Problem: Copy the data below word for word, reproducing every line without any changes.

Dataset rows:
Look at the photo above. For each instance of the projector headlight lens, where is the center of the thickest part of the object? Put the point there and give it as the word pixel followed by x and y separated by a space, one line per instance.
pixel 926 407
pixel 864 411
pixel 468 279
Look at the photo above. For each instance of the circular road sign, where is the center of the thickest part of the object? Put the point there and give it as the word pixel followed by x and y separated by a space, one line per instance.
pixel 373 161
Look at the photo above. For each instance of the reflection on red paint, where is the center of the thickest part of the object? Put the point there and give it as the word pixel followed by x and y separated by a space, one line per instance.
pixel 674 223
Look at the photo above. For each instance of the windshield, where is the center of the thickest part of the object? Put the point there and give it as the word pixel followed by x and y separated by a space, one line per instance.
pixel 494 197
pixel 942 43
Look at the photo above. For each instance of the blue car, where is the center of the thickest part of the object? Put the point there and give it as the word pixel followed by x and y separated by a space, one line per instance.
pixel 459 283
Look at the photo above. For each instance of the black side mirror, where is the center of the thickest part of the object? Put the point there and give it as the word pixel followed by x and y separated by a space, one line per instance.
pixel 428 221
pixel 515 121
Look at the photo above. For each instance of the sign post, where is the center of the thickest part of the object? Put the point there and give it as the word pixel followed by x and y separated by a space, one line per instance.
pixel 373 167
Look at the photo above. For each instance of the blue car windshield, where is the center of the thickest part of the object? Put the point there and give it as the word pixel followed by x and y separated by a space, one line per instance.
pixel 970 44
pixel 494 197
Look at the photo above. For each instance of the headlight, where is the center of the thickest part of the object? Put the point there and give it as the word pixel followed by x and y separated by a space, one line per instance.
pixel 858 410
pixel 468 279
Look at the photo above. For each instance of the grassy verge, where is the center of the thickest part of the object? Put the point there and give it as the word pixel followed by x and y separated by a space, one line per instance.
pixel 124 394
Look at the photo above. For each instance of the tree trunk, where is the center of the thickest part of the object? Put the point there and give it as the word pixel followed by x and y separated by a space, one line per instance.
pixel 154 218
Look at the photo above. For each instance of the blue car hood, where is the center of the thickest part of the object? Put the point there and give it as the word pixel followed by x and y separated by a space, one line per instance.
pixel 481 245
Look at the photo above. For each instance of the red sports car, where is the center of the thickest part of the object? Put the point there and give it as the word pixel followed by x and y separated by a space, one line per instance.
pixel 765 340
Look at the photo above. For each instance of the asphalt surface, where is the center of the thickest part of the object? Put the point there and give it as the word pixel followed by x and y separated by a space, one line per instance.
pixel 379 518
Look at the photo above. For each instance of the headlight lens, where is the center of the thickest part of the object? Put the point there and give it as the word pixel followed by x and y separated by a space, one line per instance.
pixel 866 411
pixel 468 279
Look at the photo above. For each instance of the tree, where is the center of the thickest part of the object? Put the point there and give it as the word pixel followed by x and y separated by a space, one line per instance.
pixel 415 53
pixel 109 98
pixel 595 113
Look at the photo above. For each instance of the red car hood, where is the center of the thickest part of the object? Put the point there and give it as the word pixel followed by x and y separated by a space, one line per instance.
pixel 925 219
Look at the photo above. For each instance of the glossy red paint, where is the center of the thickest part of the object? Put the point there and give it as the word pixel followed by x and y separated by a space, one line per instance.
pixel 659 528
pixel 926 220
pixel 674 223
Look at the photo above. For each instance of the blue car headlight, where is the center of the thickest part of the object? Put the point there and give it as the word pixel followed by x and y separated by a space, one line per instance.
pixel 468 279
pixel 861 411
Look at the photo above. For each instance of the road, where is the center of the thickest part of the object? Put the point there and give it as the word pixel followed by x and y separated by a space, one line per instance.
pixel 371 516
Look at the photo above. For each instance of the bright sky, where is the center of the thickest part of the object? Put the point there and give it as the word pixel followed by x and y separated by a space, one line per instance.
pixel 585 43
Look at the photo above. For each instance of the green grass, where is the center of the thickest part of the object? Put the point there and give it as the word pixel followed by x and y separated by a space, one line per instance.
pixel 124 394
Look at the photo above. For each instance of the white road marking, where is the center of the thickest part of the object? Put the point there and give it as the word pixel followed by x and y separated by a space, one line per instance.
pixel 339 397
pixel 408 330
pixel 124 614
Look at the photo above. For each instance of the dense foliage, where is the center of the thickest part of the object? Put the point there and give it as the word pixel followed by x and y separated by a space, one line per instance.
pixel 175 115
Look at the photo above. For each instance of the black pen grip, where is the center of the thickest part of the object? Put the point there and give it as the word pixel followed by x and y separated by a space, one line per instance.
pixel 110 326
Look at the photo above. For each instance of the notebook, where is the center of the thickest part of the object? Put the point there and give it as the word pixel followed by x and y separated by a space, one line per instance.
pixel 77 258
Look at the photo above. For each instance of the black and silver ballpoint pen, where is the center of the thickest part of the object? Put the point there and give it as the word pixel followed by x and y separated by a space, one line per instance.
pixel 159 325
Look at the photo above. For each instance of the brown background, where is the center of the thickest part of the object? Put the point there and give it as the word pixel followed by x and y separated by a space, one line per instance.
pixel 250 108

Written answer:
Look at the photo above. For each instance of the projector headlight lens, where is the center of the thickest part of the object? Put the point there and give it as the word pixel followed by x and y separated by a space, one line per instance.
pixel 926 407
pixel 864 411
pixel 468 279
Look at the photo above. For each instance of the circular road sign, where is the center of the thickest part of the object? Put the point there and give it as the word pixel followed by x and y separated by a space, one line per instance.
pixel 373 161
Look at the photo above. For each instance of the reflection on red paint, where is the center of the thickest part of the object? Put the point there and give it as the word pixel followed by x and y separated by a space, one line per instance.
pixel 674 223
Look at the photo above. For each instance of the windshield, where is the center of the thickest part of the object? Put the point there and give it as the word pixel followed by x and y separated by a space, one line per instance.
pixel 494 197
pixel 942 43
Look at the photo above. For each instance of the blue car, where is the center of the thickest part of the object? Put the point there and give it as the word pixel followed by x and y separated by a space, one line per instance.
pixel 459 283
Look at the photo above. For each instance of the black side mirror, where is the center of the thickest part of the object? Put the point there and give it as the word pixel followed by x and y separated by a space, one line per instance.
pixel 428 221
pixel 515 121
Look at the photo above. For each instance of the sign post, where is the center of the thickest part of the object? Put the point there and give it as the word pixel followed by x and y separated by a space, one line per instance.
pixel 373 167
Look at the photo above. For each instance of the blue car windshield, where is the center of the thickest part of the object? Put the point there and give it as the word pixel followed by x and y separated by a space, one line per instance.
pixel 970 44
pixel 494 197
Look at the photo above. For each instance of the headlight, where is the center of the thickest part of the object? Put the point there and give it as the word pixel followed by x and y separated by a space, one line per instance.
pixel 858 410
pixel 468 279
Look at the photo above. For each instance of the grassy verge, where is the center of the thickest part of the object? Put the point there and give it as the word pixel followed by x and y separated by a space, one line per instance.
pixel 124 394
Look at the photo above. For each instance of the tree trunk, where is the center of the thickest part of the object? Put the point there and give it as the word pixel followed by x and y separated by a space, one line per instance.
pixel 154 218
Look at the photo above. For each instance of the blue car hood, where is the center of the thickest part of the object? Put the point there and give it as the word pixel followed by x and y separated by a space, one line per instance.
pixel 481 245
Look at the photo above. For each instance of the red sports car, where is the center of the thickest part of the object? Put the point there and give it as the word pixel followed by x and y separated by a space, one line per instance.
pixel 765 340
Look at the photo above. For each instance of the asphalt surface, where is the center of the thickest part of the object? Put the point there and give it as the word pixel followed by x and y separated by a space, one line per instance.
pixel 379 518
Look at the photo above. For each instance of the headlight lens, where is the center of the thickest part of the object? Put the point there and give it as the word pixel followed by x and y separated by a space, one line per instance.
pixel 866 411
pixel 468 279
Look at the photo above. For each instance of the tree, where is the center of the thickest part of the object? Put the point there and give it as the word pixel followed by x and y separated by a space, one line per instance.
pixel 415 53
pixel 109 98
pixel 595 113
Look at the photo above. For each instance of the red car hood, where is the center of the thickest part of the object? Put the point there and give it as the word pixel followed by x and y separated by a space, one line per instance.
pixel 925 219
Look at the photo above. For each instance of the glossy red paint, where is the center of the thickest part of the object? Put the point there and give it as the word pixel followed by x and y separated by a space, one line per instance.
pixel 659 528
pixel 926 220
pixel 674 223
Look at the photo above. For each instance of the blue car headlight, where is the center of the thickest part of the object? Put the point there and give it as the word pixel followed by x and y separated by a space, one line per instance.
pixel 468 279
pixel 861 411
Look at the photo above. For each instance of the road, where is the center of the thickest part of the object? Put the point there and give it as the word pixel followed by x and y separated by a space, one line per instance.
pixel 371 516
Look at the photo above. For each instance of the bright sky, where is the center of the thickest part of the object? Put the point there and give it as the word pixel followed by x and y separated by a space, one line per instance.
pixel 585 43
Look at the photo above. For each instance of the green grass, where is the center of the thickest part of the object? Put the point there and give it as the word pixel followed by x and y separated by a space, one line per instance.
pixel 124 394
Look at the photo above. For each instance of the white road marking, where is the center of the thickest part of the object? Put the point there and give it as the word pixel followed by x and y separated by a space, one line per instance.
pixel 339 397
pixel 408 330
pixel 124 614
Look at the photo above. For each instance of the dense foliage, where is the center of the thickest part of the object? Put the point there and give it as the word pixel followed by x and y separated by a space, one line per instance.
pixel 175 115
Look at the photo above. For each instance of the black pen grip, where is the center of the thickest part of the object? Put the point there and give it as the word pixel followed by x and y separated by a space, one line per instance.
pixel 110 326
Look at the photo above. For each instance of the notebook, where is the center of the thickest part of the object? Put the point there and give it as the word pixel followed by x and y separated by a space, one line per instance.
pixel 77 258
Look at the photo above. For each instance of the black and silver ballpoint pen, where is the center of the thickest part of the object? Put the point there and give it as the word pixel followed by x and y separated by a space, one line per instance.
pixel 159 325
Look at the photo above. For each instance of the brown background, where is the center of the thickest part of the object? Put the point there and give it as the word pixel followed by x and y separated by a space, one line per instance.
pixel 250 108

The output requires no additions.